= Problem =
Please restate, word for word, each line from the one containing "Identify and tightly box the driver" through the end of the entries below.

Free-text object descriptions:
━━━━━━
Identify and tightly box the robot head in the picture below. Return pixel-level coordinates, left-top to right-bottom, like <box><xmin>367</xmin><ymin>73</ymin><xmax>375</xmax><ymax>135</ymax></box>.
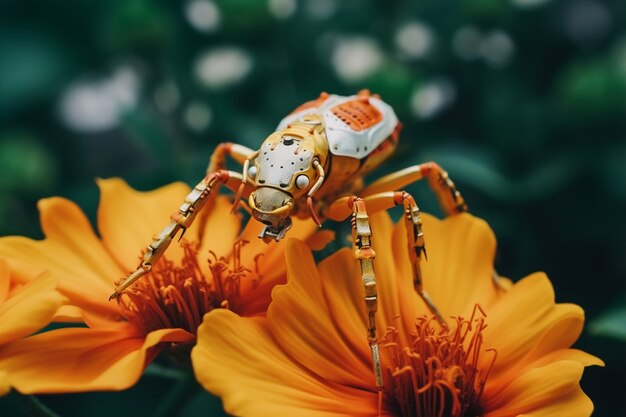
<box><xmin>248</xmin><ymin>132</ymin><xmax>320</xmax><ymax>241</ymax></box>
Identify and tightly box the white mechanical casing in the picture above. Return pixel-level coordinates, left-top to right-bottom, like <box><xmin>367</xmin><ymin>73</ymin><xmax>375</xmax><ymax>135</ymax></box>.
<box><xmin>276</xmin><ymin>94</ymin><xmax>399</xmax><ymax>160</ymax></box>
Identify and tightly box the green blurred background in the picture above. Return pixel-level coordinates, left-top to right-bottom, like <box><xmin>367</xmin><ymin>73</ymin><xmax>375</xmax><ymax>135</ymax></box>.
<box><xmin>0</xmin><ymin>0</ymin><xmax>624</xmax><ymax>415</ymax></box>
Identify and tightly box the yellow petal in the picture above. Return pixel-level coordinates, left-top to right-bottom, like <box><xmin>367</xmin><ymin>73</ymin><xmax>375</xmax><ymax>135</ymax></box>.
<box><xmin>0</xmin><ymin>273</ymin><xmax>66</xmax><ymax>345</ymax></box>
<box><xmin>239</xmin><ymin>216</ymin><xmax>318</xmax><ymax>273</ymax></box>
<box><xmin>515</xmin><ymin>390</ymin><xmax>593</xmax><ymax>417</ymax></box>
<box><xmin>193</xmin><ymin>196</ymin><xmax>243</xmax><ymax>298</ymax></box>
<box><xmin>0</xmin><ymin>325</ymin><xmax>193</xmax><ymax>393</ymax></box>
<box><xmin>487</xmin><ymin>346</ymin><xmax>603</xmax><ymax>403</ymax></box>
<box><xmin>0</xmin><ymin>197</ymin><xmax>121</xmax><ymax>318</ymax></box>
<box><xmin>305</xmin><ymin>229</ymin><xmax>336</xmax><ymax>251</ymax></box>
<box><xmin>483</xmin><ymin>360</ymin><xmax>593</xmax><ymax>417</ymax></box>
<box><xmin>489</xmin><ymin>312</ymin><xmax>603</xmax><ymax>382</ymax></box>
<box><xmin>527</xmin><ymin>348</ymin><xmax>604</xmax><ymax>368</ymax></box>
<box><xmin>268</xmin><ymin>239</ymin><xmax>375</xmax><ymax>389</ymax></box>
<box><xmin>192</xmin><ymin>309</ymin><xmax>378</xmax><ymax>417</ymax></box>
<box><xmin>196</xmin><ymin>198</ymin><xmax>242</xmax><ymax>260</ymax></box>
<box><xmin>0</xmin><ymin>370</ymin><xmax>9</xmax><ymax>396</ymax></box>
<box><xmin>399</xmin><ymin>212</ymin><xmax>500</xmax><ymax>317</ymax></box>
<box><xmin>51</xmin><ymin>305</ymin><xmax>85</xmax><ymax>323</ymax></box>
<box><xmin>484</xmin><ymin>273</ymin><xmax>589</xmax><ymax>373</ymax></box>
<box><xmin>317</xmin><ymin>248</ymin><xmax>368</xmax><ymax>352</ymax></box>
<box><xmin>370</xmin><ymin>212</ymin><xmax>425</xmax><ymax>344</ymax></box>
<box><xmin>97</xmin><ymin>178</ymin><xmax>192</xmax><ymax>272</ymax></box>
<box><xmin>49</xmin><ymin>304</ymin><xmax>117</xmax><ymax>329</ymax></box>
<box><xmin>235</xmin><ymin>217</ymin><xmax>319</xmax><ymax>316</ymax></box>
<box><xmin>0</xmin><ymin>260</ymin><xmax>9</xmax><ymax>303</ymax></box>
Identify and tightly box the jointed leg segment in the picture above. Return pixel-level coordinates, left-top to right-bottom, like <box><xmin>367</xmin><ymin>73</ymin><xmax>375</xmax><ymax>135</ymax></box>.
<box><xmin>109</xmin><ymin>170</ymin><xmax>242</xmax><ymax>300</ymax></box>
<box><xmin>397</xmin><ymin>191</ymin><xmax>446</xmax><ymax>325</ymax></box>
<box><xmin>327</xmin><ymin>189</ymin><xmax>452</xmax><ymax>393</ymax></box>
<box><xmin>348</xmin><ymin>197</ymin><xmax>384</xmax><ymax>392</ymax></box>
<box><xmin>206</xmin><ymin>142</ymin><xmax>255</xmax><ymax>175</ymax></box>
<box><xmin>328</xmin><ymin>192</ymin><xmax>447</xmax><ymax>324</ymax></box>
<box><xmin>362</xmin><ymin>161</ymin><xmax>468</xmax><ymax>215</ymax></box>
<box><xmin>109</xmin><ymin>141</ymin><xmax>255</xmax><ymax>300</ymax></box>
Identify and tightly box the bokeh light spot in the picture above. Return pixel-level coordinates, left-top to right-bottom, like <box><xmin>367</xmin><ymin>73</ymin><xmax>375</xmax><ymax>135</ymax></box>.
<box><xmin>58</xmin><ymin>66</ymin><xmax>140</xmax><ymax>133</ymax></box>
<box><xmin>184</xmin><ymin>101</ymin><xmax>213</xmax><ymax>132</ymax></box>
<box><xmin>564</xmin><ymin>0</ymin><xmax>611</xmax><ymax>44</ymax></box>
<box><xmin>305</xmin><ymin>0</ymin><xmax>337</xmax><ymax>19</ymax></box>
<box><xmin>268</xmin><ymin>0</ymin><xmax>297</xmax><ymax>20</ymax></box>
<box><xmin>153</xmin><ymin>82</ymin><xmax>181</xmax><ymax>113</ymax></box>
<box><xmin>511</xmin><ymin>0</ymin><xmax>552</xmax><ymax>9</ymax></box>
<box><xmin>184</xmin><ymin>0</ymin><xmax>221</xmax><ymax>33</ymax></box>
<box><xmin>395</xmin><ymin>21</ymin><xmax>435</xmax><ymax>60</ymax></box>
<box><xmin>331</xmin><ymin>37</ymin><xmax>383</xmax><ymax>83</ymax></box>
<box><xmin>194</xmin><ymin>47</ymin><xmax>253</xmax><ymax>89</ymax></box>
<box><xmin>480</xmin><ymin>30</ymin><xmax>515</xmax><ymax>68</ymax></box>
<box><xmin>452</xmin><ymin>26</ymin><xmax>483</xmax><ymax>61</ymax></box>
<box><xmin>410</xmin><ymin>79</ymin><xmax>456</xmax><ymax>119</ymax></box>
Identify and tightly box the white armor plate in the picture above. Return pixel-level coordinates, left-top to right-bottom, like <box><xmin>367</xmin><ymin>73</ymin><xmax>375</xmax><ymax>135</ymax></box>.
<box><xmin>276</xmin><ymin>94</ymin><xmax>399</xmax><ymax>160</ymax></box>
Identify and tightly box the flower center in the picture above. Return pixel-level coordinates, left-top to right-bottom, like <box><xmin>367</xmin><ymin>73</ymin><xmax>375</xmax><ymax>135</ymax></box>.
<box><xmin>118</xmin><ymin>239</ymin><xmax>261</xmax><ymax>336</ymax></box>
<box><xmin>382</xmin><ymin>305</ymin><xmax>496</xmax><ymax>417</ymax></box>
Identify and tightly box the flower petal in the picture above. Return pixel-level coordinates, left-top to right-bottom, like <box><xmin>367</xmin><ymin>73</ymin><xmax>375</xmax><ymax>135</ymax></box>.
<box><xmin>370</xmin><ymin>212</ymin><xmax>425</xmax><ymax>343</ymax></box>
<box><xmin>192</xmin><ymin>309</ymin><xmax>378</xmax><ymax>417</ymax></box>
<box><xmin>317</xmin><ymin>248</ymin><xmax>369</xmax><ymax>354</ymax></box>
<box><xmin>0</xmin><ymin>370</ymin><xmax>9</xmax><ymax>396</ymax></box>
<box><xmin>0</xmin><ymin>272</ymin><xmax>66</xmax><ymax>345</ymax></box>
<box><xmin>196</xmin><ymin>196</ymin><xmax>242</xmax><ymax>260</ymax></box>
<box><xmin>235</xmin><ymin>217</ymin><xmax>319</xmax><ymax>316</ymax></box>
<box><xmin>239</xmin><ymin>216</ymin><xmax>319</xmax><ymax>273</ymax></box>
<box><xmin>525</xmin><ymin>348</ymin><xmax>604</xmax><ymax>369</ymax></box>
<box><xmin>305</xmin><ymin>229</ymin><xmax>336</xmax><ymax>251</ymax></box>
<box><xmin>267</xmin><ymin>239</ymin><xmax>375</xmax><ymax>389</ymax></box>
<box><xmin>0</xmin><ymin>197</ymin><xmax>122</xmax><ymax>318</ymax></box>
<box><xmin>0</xmin><ymin>325</ymin><xmax>193</xmax><ymax>393</ymax></box>
<box><xmin>97</xmin><ymin>178</ymin><xmax>192</xmax><ymax>272</ymax></box>
<box><xmin>483</xmin><ymin>361</ymin><xmax>593</xmax><ymax>417</ymax></box>
<box><xmin>0</xmin><ymin>260</ymin><xmax>9</xmax><ymax>303</ymax></box>
<box><xmin>484</xmin><ymin>272</ymin><xmax>589</xmax><ymax>372</ymax></box>
<box><xmin>414</xmin><ymin>212</ymin><xmax>500</xmax><ymax>316</ymax></box>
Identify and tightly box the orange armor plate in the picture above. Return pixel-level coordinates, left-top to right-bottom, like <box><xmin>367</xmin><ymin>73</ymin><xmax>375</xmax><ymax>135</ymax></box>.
<box><xmin>331</xmin><ymin>99</ymin><xmax>383</xmax><ymax>132</ymax></box>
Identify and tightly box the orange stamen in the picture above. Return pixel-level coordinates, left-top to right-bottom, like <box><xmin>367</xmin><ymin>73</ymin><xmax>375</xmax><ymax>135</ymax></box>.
<box><xmin>118</xmin><ymin>239</ymin><xmax>259</xmax><ymax>336</ymax></box>
<box><xmin>382</xmin><ymin>305</ymin><xmax>494</xmax><ymax>417</ymax></box>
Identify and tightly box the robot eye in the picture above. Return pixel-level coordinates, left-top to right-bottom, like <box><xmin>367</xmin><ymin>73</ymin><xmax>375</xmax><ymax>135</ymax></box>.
<box><xmin>295</xmin><ymin>174</ymin><xmax>310</xmax><ymax>190</ymax></box>
<box><xmin>248</xmin><ymin>166</ymin><xmax>257</xmax><ymax>179</ymax></box>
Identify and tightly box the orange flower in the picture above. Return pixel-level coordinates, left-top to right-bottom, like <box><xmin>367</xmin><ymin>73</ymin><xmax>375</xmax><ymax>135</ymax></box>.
<box><xmin>0</xmin><ymin>178</ymin><xmax>324</xmax><ymax>394</ymax></box>
<box><xmin>192</xmin><ymin>212</ymin><xmax>603</xmax><ymax>417</ymax></box>
<box><xmin>0</xmin><ymin>261</ymin><xmax>66</xmax><ymax>395</ymax></box>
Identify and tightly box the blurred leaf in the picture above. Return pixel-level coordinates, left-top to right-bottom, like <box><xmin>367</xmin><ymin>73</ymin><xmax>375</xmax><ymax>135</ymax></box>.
<box><xmin>589</xmin><ymin>305</ymin><xmax>626</xmax><ymax>343</ymax></box>
<box><xmin>0</xmin><ymin>31</ymin><xmax>72</xmax><ymax>118</ymax></box>
<box><xmin>364</xmin><ymin>63</ymin><xmax>416</xmax><ymax>112</ymax></box>
<box><xmin>478</xmin><ymin>84</ymin><xmax>550</xmax><ymax>152</ymax></box>
<box><xmin>180</xmin><ymin>389</ymin><xmax>230</xmax><ymax>417</ymax></box>
<box><xmin>422</xmin><ymin>146</ymin><xmax>584</xmax><ymax>203</ymax></box>
<box><xmin>0</xmin><ymin>132</ymin><xmax>58</xmax><ymax>193</ymax></box>
<box><xmin>556</xmin><ymin>57</ymin><xmax>626</xmax><ymax>120</ymax></box>
<box><xmin>460</xmin><ymin>0</ymin><xmax>513</xmax><ymax>22</ymax></box>
<box><xmin>99</xmin><ymin>0</ymin><xmax>173</xmax><ymax>52</ymax></box>
<box><xmin>214</xmin><ymin>0</ymin><xmax>272</xmax><ymax>34</ymax></box>
<box><xmin>21</xmin><ymin>396</ymin><xmax>62</xmax><ymax>417</ymax></box>
<box><xmin>601</xmin><ymin>144</ymin><xmax>626</xmax><ymax>202</ymax></box>
<box><xmin>152</xmin><ymin>372</ymin><xmax>200</xmax><ymax>417</ymax></box>
<box><xmin>144</xmin><ymin>363</ymin><xmax>186</xmax><ymax>380</ymax></box>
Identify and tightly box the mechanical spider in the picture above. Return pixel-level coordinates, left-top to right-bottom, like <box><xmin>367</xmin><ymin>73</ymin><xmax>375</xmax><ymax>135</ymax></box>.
<box><xmin>109</xmin><ymin>89</ymin><xmax>468</xmax><ymax>392</ymax></box>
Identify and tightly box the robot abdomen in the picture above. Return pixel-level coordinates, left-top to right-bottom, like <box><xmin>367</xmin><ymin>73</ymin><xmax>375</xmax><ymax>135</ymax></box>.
<box><xmin>277</xmin><ymin>91</ymin><xmax>400</xmax><ymax>160</ymax></box>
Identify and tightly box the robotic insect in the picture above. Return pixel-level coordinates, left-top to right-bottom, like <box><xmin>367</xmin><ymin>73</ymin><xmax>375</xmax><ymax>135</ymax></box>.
<box><xmin>109</xmin><ymin>90</ymin><xmax>468</xmax><ymax>392</ymax></box>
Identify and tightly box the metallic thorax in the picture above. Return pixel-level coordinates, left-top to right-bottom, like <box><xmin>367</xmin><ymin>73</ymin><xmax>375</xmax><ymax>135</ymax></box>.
<box><xmin>248</xmin><ymin>114</ymin><xmax>329</xmax><ymax>242</ymax></box>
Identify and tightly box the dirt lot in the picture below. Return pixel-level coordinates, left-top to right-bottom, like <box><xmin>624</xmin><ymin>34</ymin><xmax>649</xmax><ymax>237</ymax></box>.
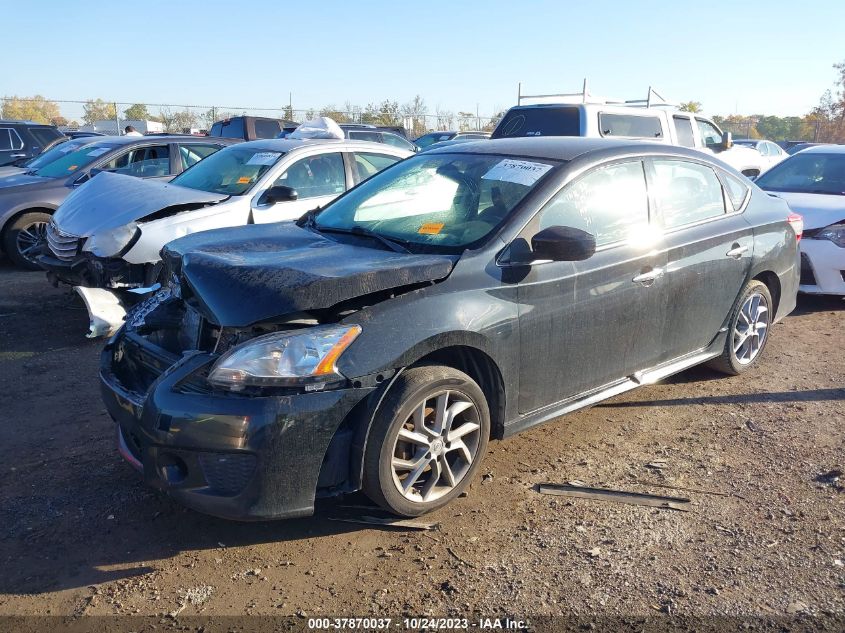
<box><xmin>0</xmin><ymin>260</ymin><xmax>843</xmax><ymax>630</ymax></box>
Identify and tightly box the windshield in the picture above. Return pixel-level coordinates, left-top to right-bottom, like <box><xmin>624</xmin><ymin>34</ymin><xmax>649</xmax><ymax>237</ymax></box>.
<box><xmin>33</xmin><ymin>143</ymin><xmax>119</xmax><ymax>178</ymax></box>
<box><xmin>755</xmin><ymin>153</ymin><xmax>845</xmax><ymax>195</ymax></box>
<box><xmin>26</xmin><ymin>139</ymin><xmax>93</xmax><ymax>169</ymax></box>
<box><xmin>415</xmin><ymin>133</ymin><xmax>455</xmax><ymax>148</ymax></box>
<box><xmin>314</xmin><ymin>152</ymin><xmax>559</xmax><ymax>252</ymax></box>
<box><xmin>170</xmin><ymin>146</ymin><xmax>285</xmax><ymax>195</ymax></box>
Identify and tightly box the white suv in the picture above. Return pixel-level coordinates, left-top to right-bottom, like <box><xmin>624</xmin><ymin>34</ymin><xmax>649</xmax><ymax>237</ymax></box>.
<box><xmin>492</xmin><ymin>86</ymin><xmax>764</xmax><ymax>177</ymax></box>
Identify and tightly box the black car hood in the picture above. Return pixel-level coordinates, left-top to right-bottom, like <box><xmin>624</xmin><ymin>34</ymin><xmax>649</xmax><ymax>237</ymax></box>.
<box><xmin>163</xmin><ymin>222</ymin><xmax>457</xmax><ymax>327</ymax></box>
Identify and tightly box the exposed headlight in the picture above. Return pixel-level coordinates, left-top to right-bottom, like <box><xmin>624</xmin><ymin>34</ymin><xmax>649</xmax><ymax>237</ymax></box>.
<box><xmin>816</xmin><ymin>223</ymin><xmax>845</xmax><ymax>247</ymax></box>
<box><xmin>207</xmin><ymin>324</ymin><xmax>362</xmax><ymax>391</ymax></box>
<box><xmin>84</xmin><ymin>223</ymin><xmax>140</xmax><ymax>257</ymax></box>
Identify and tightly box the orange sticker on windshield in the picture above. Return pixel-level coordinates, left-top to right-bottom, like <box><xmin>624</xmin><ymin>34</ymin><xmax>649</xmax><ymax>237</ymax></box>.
<box><xmin>419</xmin><ymin>222</ymin><xmax>444</xmax><ymax>235</ymax></box>
<box><xmin>237</xmin><ymin>176</ymin><xmax>251</xmax><ymax>184</ymax></box>
<box><xmin>68</xmin><ymin>165</ymin><xmax>78</xmax><ymax>171</ymax></box>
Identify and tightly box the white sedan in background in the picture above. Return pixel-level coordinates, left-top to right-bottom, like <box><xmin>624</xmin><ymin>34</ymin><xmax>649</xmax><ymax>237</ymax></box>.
<box><xmin>734</xmin><ymin>139</ymin><xmax>788</xmax><ymax>174</ymax></box>
<box><xmin>755</xmin><ymin>145</ymin><xmax>845</xmax><ymax>295</ymax></box>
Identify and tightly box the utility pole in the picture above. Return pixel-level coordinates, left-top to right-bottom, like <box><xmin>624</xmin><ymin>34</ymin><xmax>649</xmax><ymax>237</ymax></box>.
<box><xmin>114</xmin><ymin>101</ymin><xmax>120</xmax><ymax>135</ymax></box>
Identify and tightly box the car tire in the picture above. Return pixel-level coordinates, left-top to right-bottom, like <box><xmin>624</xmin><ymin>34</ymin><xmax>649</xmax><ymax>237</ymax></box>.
<box><xmin>707</xmin><ymin>280</ymin><xmax>773</xmax><ymax>375</ymax></box>
<box><xmin>363</xmin><ymin>365</ymin><xmax>490</xmax><ymax>517</ymax></box>
<box><xmin>3</xmin><ymin>211</ymin><xmax>51</xmax><ymax>270</ymax></box>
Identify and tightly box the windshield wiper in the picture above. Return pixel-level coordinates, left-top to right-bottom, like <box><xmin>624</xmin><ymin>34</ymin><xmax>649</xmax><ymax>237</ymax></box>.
<box><xmin>316</xmin><ymin>225</ymin><xmax>411</xmax><ymax>254</ymax></box>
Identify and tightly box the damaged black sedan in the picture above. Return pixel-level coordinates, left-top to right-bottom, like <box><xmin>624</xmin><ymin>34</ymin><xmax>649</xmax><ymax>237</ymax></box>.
<box><xmin>101</xmin><ymin>138</ymin><xmax>800</xmax><ymax>520</ymax></box>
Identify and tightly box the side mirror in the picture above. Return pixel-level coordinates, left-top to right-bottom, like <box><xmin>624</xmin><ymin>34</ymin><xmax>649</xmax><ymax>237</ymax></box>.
<box><xmin>260</xmin><ymin>185</ymin><xmax>298</xmax><ymax>205</ymax></box>
<box><xmin>531</xmin><ymin>226</ymin><xmax>596</xmax><ymax>262</ymax></box>
<box><xmin>721</xmin><ymin>131</ymin><xmax>733</xmax><ymax>150</ymax></box>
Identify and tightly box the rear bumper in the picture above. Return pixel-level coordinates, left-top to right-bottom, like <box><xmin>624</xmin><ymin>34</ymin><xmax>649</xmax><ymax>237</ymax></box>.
<box><xmin>799</xmin><ymin>238</ymin><xmax>845</xmax><ymax>295</ymax></box>
<box><xmin>100</xmin><ymin>331</ymin><xmax>374</xmax><ymax>520</ymax></box>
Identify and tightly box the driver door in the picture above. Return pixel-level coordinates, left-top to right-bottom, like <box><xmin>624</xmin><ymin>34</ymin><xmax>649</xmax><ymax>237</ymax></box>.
<box><xmin>250</xmin><ymin>152</ymin><xmax>346</xmax><ymax>223</ymax></box>
<box><xmin>515</xmin><ymin>160</ymin><xmax>668</xmax><ymax>413</ymax></box>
━━━━━━
= Task solution =
Identify and tightly box the driver door in the picture above. Return pixel-level coordinates, left-top to right-bottom, like <box><xmin>624</xmin><ymin>34</ymin><xmax>649</xmax><ymax>237</ymax></box>.
<box><xmin>250</xmin><ymin>152</ymin><xmax>346</xmax><ymax>223</ymax></box>
<box><xmin>515</xmin><ymin>160</ymin><xmax>668</xmax><ymax>413</ymax></box>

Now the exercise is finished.